-- Begin --

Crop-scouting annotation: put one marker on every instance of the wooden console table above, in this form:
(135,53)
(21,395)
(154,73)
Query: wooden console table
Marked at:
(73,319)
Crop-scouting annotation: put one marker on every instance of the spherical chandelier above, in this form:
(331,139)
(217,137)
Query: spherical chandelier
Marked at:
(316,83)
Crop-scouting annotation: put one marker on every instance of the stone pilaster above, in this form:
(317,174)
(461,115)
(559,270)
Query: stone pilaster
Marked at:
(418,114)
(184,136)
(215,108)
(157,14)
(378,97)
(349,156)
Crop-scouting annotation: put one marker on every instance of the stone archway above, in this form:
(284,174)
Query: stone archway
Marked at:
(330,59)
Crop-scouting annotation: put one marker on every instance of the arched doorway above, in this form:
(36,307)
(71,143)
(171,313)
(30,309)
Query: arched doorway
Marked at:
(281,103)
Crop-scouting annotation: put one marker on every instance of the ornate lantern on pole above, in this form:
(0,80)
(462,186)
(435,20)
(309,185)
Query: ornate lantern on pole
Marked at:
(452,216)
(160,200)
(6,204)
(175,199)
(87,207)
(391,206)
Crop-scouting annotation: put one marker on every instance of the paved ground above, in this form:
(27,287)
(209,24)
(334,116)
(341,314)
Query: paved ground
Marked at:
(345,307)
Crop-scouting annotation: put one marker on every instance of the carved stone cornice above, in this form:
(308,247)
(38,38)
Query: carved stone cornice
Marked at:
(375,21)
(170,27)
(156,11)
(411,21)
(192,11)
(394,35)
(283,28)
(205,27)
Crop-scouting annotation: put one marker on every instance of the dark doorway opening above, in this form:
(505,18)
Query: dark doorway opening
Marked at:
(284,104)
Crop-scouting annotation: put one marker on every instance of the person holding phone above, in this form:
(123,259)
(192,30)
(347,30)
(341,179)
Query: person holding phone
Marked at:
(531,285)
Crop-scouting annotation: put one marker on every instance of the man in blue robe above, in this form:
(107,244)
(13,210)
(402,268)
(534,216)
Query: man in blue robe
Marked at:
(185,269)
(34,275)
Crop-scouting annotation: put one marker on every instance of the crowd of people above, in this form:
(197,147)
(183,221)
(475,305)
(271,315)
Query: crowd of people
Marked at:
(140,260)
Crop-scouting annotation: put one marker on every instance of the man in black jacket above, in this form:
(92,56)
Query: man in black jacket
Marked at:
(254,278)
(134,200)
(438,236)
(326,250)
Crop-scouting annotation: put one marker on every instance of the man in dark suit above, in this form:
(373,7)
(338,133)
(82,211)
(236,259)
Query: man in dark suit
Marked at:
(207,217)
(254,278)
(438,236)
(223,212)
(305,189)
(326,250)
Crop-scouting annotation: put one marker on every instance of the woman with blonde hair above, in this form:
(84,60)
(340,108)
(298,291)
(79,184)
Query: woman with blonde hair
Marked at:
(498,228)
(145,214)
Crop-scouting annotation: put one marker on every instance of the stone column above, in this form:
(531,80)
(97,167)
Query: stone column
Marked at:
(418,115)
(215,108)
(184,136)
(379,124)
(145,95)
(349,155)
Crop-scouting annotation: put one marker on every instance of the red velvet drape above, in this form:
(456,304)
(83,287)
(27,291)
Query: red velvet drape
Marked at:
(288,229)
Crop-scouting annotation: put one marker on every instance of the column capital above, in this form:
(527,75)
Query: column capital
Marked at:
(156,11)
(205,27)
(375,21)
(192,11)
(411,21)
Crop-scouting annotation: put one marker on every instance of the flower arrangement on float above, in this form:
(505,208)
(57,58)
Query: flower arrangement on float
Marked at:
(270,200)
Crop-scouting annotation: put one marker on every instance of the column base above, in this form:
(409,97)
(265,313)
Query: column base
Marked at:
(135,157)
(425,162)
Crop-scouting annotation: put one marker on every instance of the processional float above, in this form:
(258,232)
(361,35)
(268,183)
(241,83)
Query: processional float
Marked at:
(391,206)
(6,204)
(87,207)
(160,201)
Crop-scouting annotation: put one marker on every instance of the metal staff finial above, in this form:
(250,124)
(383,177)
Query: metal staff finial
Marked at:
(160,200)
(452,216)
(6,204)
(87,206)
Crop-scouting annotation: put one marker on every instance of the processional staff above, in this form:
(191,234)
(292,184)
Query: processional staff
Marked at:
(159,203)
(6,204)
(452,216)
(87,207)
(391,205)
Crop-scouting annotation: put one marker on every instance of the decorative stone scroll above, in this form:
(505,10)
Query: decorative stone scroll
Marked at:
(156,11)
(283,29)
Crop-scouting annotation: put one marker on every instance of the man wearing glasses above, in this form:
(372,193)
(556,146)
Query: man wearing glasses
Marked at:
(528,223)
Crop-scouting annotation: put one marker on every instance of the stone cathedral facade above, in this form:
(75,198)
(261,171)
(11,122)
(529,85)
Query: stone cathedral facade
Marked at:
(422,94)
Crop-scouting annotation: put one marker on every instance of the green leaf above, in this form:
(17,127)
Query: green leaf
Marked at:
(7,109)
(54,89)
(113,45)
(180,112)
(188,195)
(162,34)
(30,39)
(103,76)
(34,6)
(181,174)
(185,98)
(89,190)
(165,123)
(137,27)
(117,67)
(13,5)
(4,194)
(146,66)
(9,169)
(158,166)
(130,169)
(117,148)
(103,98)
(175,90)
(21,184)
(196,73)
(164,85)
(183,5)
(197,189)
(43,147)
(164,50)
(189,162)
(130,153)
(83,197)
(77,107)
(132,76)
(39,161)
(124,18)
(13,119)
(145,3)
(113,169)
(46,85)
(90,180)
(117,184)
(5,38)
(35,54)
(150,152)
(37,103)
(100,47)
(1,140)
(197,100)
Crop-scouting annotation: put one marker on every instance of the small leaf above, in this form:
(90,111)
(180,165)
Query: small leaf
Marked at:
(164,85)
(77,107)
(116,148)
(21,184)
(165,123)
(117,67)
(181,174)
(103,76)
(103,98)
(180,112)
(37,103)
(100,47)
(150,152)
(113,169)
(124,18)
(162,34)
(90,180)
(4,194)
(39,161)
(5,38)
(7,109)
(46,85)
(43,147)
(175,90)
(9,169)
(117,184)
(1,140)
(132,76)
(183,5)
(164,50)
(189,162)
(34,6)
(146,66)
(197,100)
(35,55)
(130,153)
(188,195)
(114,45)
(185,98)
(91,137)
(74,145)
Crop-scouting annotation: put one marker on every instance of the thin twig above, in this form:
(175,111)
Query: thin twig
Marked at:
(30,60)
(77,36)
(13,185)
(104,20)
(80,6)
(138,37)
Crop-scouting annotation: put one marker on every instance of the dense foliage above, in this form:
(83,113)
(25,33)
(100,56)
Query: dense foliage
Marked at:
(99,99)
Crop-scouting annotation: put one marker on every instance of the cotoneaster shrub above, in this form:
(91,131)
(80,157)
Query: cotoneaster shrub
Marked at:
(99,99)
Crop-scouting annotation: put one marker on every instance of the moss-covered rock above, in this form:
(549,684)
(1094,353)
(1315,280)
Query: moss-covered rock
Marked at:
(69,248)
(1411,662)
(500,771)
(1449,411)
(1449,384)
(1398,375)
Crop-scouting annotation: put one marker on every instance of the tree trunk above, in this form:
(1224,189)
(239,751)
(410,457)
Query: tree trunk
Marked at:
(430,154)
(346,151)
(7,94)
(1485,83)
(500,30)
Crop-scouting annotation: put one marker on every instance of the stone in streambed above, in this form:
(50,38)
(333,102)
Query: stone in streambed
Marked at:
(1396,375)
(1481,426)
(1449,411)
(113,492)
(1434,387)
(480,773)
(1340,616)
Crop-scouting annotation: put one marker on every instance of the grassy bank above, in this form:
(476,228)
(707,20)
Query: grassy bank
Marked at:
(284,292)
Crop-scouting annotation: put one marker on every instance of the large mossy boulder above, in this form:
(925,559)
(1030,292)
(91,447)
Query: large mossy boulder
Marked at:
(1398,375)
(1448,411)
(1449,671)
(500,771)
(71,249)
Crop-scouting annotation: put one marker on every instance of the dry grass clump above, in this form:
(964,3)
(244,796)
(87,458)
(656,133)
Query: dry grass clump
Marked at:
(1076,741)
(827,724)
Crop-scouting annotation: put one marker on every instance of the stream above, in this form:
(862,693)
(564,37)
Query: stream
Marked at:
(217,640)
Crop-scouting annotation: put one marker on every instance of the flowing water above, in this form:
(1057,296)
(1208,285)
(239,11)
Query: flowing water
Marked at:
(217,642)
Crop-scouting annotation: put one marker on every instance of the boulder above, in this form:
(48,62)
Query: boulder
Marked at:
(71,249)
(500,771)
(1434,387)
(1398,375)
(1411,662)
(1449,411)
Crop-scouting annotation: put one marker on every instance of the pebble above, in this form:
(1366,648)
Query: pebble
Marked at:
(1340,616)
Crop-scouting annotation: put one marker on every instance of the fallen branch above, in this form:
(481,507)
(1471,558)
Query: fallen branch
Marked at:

-- End --

- [DIRECTIONS]: From the line with "the dry grass" to the last line of the material, give every line again exactly, and only those lines.

- [TASK RESULT]:
Crop-scouting annotation: put one marker on every instance of the dry grass clump above, in this form:
(964,3)
(244,796)
(87,458)
(656,133)
Query: dry grass clump
Marked at:
(1076,741)
(827,724)
Crop-scouting annotation: put one marker on every instance of the stream above, in this form:
(862,693)
(564,37)
Query: stream
Marked at:
(217,640)
Crop-scouting annotation: put one marker on every instance of the flowing water above, in this form:
(1057,296)
(1208,285)
(239,11)
Query: flowing water
Marked at:
(217,642)
Crop-scouting annotation: put one marker on every instance of the boulder above, in this form:
(48,62)
Query: boulder
Marked at:
(71,249)
(500,771)
(1434,387)
(1398,375)
(1411,662)
(1449,411)
Crop-scouting annotation: put one marker on every instance of the pebble above, in this form:
(1366,648)
Query: pebble
Marked at:
(1340,616)
Crop-scouting annotation: put one marker on every instance of the fallen branch above, in this form:
(481,507)
(1471,558)
Query: fallen branch
Marked at:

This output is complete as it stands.